BEGIN TEXT PROVIDED

# List of Finger Compounds?



## roaming cat (Sep 7, 2012)

Has anyone made a list of all compounds suitable for finger shooting? Went looking and can't find one. Once we have a list people can discuss pros and cons.


----------



## rsarns (Sep 23, 2008)

Look at the pinned thread at the top of this forum.


----------



## roaming cat (Sep 7, 2012)

Yeah, I saw that. But a long series of forum posts is not a list. I could go through that and start a list, was just wondering if anyone had made one, because I doubt a four page forum posting is going to cover all the options both past and present. If we could make something that lists everything 40" and longer, people could use it to check when they found an old bow on craigslist or ebay...because most online posting aren't going to give you the axle-to-axle length.

END TEXT PROVIDED

PROBLEMS AND TASKS:
1. From the forum thread on finger compounds, reproduce word for word the passage starting with "Look at the" and going on through "the axle-to-axle length.".
2. Give the author and date shown in the heading of each post in the forum thread on finger compounds, in order.
3. Render this sentence from the forum thread on finger compounds in Spanish: "Look at the pinned thread at the top of this forum."
The stored rows that come next are separate material, distinct from the thread above.

BEGIN RECORDS SHOWN

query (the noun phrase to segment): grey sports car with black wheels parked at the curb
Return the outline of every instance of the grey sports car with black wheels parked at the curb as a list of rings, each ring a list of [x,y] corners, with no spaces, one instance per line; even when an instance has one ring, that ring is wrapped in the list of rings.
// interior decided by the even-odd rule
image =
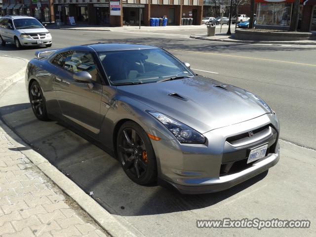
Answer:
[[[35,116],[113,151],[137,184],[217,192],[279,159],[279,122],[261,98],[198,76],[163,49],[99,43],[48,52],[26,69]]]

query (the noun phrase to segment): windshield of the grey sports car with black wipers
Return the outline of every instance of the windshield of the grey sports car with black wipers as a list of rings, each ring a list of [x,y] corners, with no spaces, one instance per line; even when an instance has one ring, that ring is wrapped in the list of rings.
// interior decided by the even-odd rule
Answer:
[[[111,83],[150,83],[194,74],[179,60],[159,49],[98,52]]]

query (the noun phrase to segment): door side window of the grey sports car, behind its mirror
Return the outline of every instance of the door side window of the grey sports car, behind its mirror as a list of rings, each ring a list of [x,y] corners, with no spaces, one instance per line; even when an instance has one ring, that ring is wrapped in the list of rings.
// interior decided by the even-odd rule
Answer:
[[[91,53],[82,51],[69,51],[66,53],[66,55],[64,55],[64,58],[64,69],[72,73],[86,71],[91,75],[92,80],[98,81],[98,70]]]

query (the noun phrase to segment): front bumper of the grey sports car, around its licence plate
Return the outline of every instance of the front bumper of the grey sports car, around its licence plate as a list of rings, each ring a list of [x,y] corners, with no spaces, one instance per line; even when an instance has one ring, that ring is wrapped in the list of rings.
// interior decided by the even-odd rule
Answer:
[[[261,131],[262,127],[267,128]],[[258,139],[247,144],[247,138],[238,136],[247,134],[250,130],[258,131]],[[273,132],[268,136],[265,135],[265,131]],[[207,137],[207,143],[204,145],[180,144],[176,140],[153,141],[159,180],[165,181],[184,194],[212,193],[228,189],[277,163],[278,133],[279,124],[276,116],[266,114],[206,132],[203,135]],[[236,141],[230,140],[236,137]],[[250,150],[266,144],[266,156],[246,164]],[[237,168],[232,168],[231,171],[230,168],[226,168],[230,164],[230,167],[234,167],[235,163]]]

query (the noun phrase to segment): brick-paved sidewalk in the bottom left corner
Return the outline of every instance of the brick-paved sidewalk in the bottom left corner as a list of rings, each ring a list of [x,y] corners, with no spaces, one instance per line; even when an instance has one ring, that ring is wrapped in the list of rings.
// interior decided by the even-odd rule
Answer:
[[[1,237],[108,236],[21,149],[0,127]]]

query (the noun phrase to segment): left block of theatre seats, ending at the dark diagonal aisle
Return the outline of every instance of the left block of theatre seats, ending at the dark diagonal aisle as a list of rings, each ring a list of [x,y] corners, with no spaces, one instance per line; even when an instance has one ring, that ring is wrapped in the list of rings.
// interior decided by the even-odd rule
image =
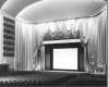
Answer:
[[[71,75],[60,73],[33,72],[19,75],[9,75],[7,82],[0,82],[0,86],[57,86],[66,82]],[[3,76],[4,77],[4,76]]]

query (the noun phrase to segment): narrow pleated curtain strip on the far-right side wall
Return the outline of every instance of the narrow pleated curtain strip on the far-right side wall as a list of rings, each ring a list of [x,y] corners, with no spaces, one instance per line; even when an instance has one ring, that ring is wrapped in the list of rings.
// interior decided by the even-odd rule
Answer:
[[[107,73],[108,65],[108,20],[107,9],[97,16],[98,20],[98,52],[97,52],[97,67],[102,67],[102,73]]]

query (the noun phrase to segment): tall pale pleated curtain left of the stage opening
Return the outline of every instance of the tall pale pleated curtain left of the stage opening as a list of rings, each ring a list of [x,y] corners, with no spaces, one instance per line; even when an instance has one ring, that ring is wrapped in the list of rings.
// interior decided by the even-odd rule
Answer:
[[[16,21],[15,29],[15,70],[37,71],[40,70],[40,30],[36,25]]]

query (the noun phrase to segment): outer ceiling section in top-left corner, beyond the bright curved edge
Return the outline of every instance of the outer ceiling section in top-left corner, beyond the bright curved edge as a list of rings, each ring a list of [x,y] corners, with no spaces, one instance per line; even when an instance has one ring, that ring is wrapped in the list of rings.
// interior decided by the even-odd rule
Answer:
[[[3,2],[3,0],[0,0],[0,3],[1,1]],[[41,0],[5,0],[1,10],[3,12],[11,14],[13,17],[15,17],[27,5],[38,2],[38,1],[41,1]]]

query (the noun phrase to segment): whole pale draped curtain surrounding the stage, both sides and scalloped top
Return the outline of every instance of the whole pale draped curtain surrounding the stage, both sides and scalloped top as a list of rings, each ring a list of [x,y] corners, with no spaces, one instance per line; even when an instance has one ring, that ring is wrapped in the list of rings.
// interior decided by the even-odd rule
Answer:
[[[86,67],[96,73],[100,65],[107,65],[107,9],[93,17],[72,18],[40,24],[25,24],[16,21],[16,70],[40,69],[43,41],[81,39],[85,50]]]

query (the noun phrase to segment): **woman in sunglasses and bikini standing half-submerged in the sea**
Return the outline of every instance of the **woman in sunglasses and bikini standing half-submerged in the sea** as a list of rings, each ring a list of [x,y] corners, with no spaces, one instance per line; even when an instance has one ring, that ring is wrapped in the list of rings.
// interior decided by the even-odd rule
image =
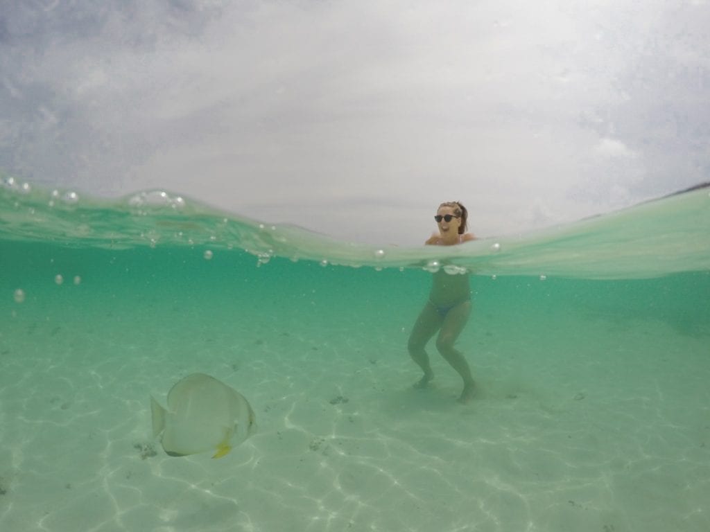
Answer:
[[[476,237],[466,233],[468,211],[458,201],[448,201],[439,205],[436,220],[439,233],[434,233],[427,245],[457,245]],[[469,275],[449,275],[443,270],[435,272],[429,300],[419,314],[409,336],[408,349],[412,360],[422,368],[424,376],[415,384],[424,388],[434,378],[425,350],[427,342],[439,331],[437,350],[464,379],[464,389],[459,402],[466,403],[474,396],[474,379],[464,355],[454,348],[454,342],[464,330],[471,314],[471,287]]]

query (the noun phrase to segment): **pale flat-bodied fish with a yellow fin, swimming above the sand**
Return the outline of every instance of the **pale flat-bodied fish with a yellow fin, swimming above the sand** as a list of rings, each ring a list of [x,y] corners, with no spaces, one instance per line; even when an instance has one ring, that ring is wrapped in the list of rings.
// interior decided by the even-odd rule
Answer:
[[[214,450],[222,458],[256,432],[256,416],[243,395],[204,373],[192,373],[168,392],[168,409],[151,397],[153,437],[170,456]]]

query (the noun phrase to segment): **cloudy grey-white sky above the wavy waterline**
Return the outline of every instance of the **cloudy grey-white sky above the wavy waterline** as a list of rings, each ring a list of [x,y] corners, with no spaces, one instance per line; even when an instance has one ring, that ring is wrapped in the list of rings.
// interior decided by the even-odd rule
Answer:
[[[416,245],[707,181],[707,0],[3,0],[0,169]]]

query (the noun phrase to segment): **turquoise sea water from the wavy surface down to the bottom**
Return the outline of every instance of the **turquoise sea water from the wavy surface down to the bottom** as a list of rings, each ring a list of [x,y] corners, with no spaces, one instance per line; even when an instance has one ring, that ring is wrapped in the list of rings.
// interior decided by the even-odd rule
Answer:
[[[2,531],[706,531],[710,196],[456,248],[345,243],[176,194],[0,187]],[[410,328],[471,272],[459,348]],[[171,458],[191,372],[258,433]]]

END RECORDS SHOWN
BEGIN RECORDS SHOWN

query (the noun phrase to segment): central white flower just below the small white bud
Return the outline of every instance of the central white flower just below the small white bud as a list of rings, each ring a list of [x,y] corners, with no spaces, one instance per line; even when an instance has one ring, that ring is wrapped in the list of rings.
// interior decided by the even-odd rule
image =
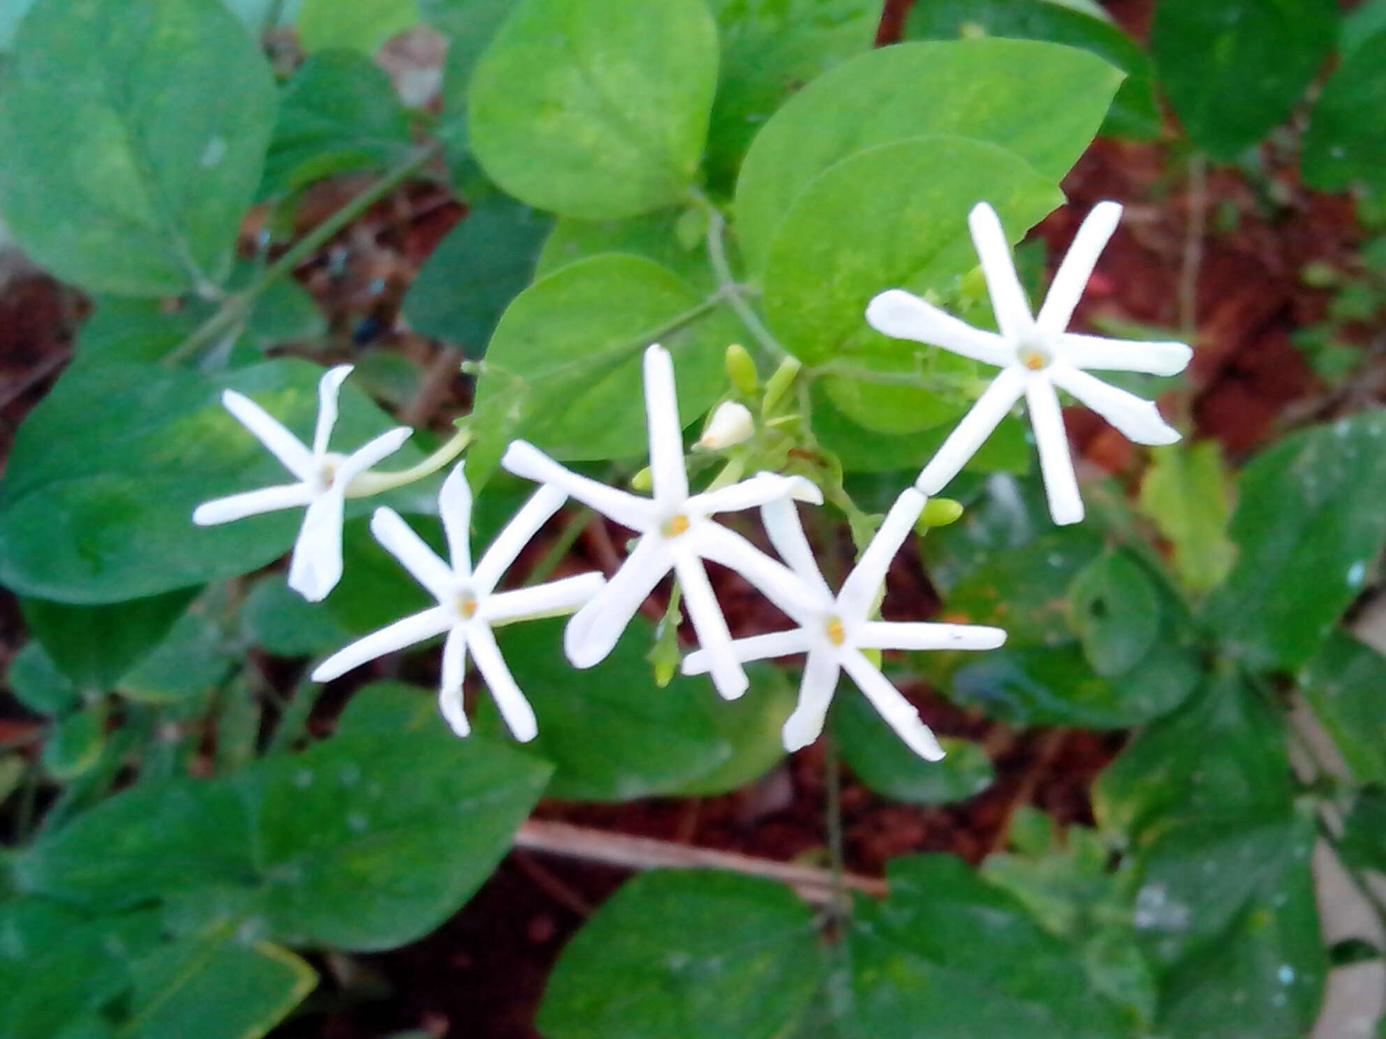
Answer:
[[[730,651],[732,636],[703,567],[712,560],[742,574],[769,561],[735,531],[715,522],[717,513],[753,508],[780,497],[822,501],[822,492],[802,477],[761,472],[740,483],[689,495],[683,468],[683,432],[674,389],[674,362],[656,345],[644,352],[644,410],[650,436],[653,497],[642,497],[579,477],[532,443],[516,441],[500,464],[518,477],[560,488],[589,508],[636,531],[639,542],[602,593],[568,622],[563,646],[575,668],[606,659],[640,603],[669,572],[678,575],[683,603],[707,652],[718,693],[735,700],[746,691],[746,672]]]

END RECORDS SHOWN

RESPONSES BY TASK:
1.
Look at the pinned thread at the top of this forum.


----------



## roaming cat (Sep 7, 2012)

Yeah, I saw that. But a long series of forum posts is not a list. I could go through that and start a list, was just wondering if anyone had made one, because I doubt a four page forum posting is going to cover all the options both past and present. If we could make something that lists everything 40" and longer, people could use it to check when they found an old bow on craigslist or ebay...because most online posting aren't going to give you the axle-to-axle length.

2.
roaming cat (Sep 7, 2012)
rsarns (Sep 23, 2008)
roaming cat (Sep 7, 2012)

3. Mira el hilo fijado en la parte superior de este foro.